■ **Daftar Tugas**
• a. Tulis ulang bagian catatan dari awal catatan sampai baris yang memuat "[161,30,168,35]" dengan mengganti "green tree" menjadi "tall tree", tanpa mengubah apa pun selain itu.
• b. Lanjutkan teks tentang perbandingan dua buku psikologi sufi itu dari kalimat terakhirnya.

■ **Kutipan Teks**

Selasa, 01 Maret 2016

ANALISA PERBANDINGAN 
BUKU “PERBINCANGAN PSIKOLOGI SUFI” KARYA LYNN WILLCOX
 DENGAN BUKU “HATI, DIRI & JIWA, PSIKOLOGI SUFI UNTUK TRANSFORMASI” KARYA ROBERT FRAGER, PH. D
di Susun Guna Memenuhi Tugas Ulangan Tengah Semester
Mata Kuliah: Psikosufistik
Dosen Pengampu: Dr. Esti Zaduqisti,.M.Si
  Disusun oleh:
Nur Rachman              ( 2032112005 )
Qonita Mei Saputri     ( 2032112006 )
Mita Mahda Saputri    ( 2032113004 )
Aris Priyanto               ( 2032113006 )
JURUSAN USHULUDDIN / PRODI AKHLAK-TASAWUF
SEKOLAH TINGGI AGAMA ISLAM NEGERI
PEKALONGAN
2015
ANALISA PERBANDINGAN 
BUKU “PERBINCANGAN PSIKOLOGI SUFI” KARYA LYNN WILLCOX
 DENGAN BUKU “HATI, DIRI & JIWA, PSIKOLOGI SUFI UNTUK TRANSFORMASI” KARYA ROBERT FRAGER, PH. D

A.  BUKU “PERBINCANGAN PSIKOLOGI SUFI” KARYA LYNN WILLCOX
Buku Perbincangan Psikologi Sufi Karya Linn Wilcox,  adalah sebuah buku yang berusaha mentranformasikan antara psikologi dan Tasawuf. Karena di dalam buku ini membahas berbagai permasalahan yang ada dalam Psikologi ditransformasikan kedalam tasawuf. Selain itu, buku ini juga membandingkan berbagai permasalahan yang ada dalam Psikologi dengan berbagai permasalahan yang ada dalam taswuf. Akan tetapi, buku ini lebih condong kedalam pembahasan Psikologi di bandingkan dengan pembahasan tasawuf.

■ **Data Mentah**
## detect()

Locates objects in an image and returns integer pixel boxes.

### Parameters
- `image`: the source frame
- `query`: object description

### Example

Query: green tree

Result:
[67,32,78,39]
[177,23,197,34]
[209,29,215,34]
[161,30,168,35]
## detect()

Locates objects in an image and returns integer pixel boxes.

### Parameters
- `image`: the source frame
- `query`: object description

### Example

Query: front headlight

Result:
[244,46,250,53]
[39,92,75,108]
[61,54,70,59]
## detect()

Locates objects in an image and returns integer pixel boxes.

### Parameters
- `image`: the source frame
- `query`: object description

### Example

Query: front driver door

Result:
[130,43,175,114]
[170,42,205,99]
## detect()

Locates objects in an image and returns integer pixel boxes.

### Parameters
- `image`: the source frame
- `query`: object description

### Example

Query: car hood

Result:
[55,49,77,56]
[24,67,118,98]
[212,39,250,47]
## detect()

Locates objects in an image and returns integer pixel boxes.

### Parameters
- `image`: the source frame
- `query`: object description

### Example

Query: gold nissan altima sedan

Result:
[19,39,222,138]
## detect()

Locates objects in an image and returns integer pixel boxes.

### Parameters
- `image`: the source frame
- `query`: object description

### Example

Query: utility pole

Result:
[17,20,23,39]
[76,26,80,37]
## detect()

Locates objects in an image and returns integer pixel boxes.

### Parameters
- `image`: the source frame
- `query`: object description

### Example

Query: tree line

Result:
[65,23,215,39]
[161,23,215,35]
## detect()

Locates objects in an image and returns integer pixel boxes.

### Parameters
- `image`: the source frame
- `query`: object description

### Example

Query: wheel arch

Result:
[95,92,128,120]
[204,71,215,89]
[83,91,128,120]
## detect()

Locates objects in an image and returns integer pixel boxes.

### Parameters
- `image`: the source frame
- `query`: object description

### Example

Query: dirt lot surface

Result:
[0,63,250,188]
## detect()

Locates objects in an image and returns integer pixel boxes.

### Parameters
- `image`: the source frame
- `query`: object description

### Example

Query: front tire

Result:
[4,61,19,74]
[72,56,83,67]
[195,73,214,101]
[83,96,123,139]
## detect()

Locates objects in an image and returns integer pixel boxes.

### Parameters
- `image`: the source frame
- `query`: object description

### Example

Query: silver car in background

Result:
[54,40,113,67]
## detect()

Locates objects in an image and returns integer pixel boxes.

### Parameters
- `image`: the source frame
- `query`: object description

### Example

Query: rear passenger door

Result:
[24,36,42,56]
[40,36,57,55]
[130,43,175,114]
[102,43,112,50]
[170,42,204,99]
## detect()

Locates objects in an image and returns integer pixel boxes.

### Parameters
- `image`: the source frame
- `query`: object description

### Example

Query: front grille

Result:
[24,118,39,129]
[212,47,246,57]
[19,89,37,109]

■ **Jawaban Tertulis**
• a.
## detect()

Locates objects in an image and returns integer pixel boxes.

### Parameters
- `image`: the source frame
- `query`: object description

### Example

Query: tall tree

Result:
[67,32,78,39]
[177,23,197,34]
[209,29,215,34]
[161,30,168,35]

• b.
Pendapat tersebut di dukung dengan adanya berbagai pembahasan dan penjelasan yang ada dalam tasawuf lebih dominan dijelaskan dengan pendekatan Psikologi. Hal tersebutk didukung karena adanya berbagai macam temuan yang kami dapatkan ketika kami membaca buku tersebut. Oleh karena itu, kami akan menampilkan berbagai  temuan yang sesuai dengan pendapat di atas, antara lain:
  1. Dalam pembahasan Sejarah Psikologi dan Tasawuf, buku ini membahas sesuatu yang condong dalam psikologi seperti; Definisi Psikologi, Sejarah Psikologi Barat, Psikologi Eksperimen, Psikoanalisa, Tes Intelegensi, dan Pendekatan-pendekatan Lain dan Sejarah Singkat. Semuanya dominan dalam membahas hal-hal yang ada dalam ruang lingkup Psikologi. Sedangkan permasalahan tasawufnya hanya seperti; Definisi Sufisme, Asal Usul Sufisme, dan Sejarah Sufisme. Bahkan dalam pembahasan Sejarah Sufisme pembahasan tentang tasawufnya juga sedikit, tidak seperti pembahasan dalam sejarah Psikologi.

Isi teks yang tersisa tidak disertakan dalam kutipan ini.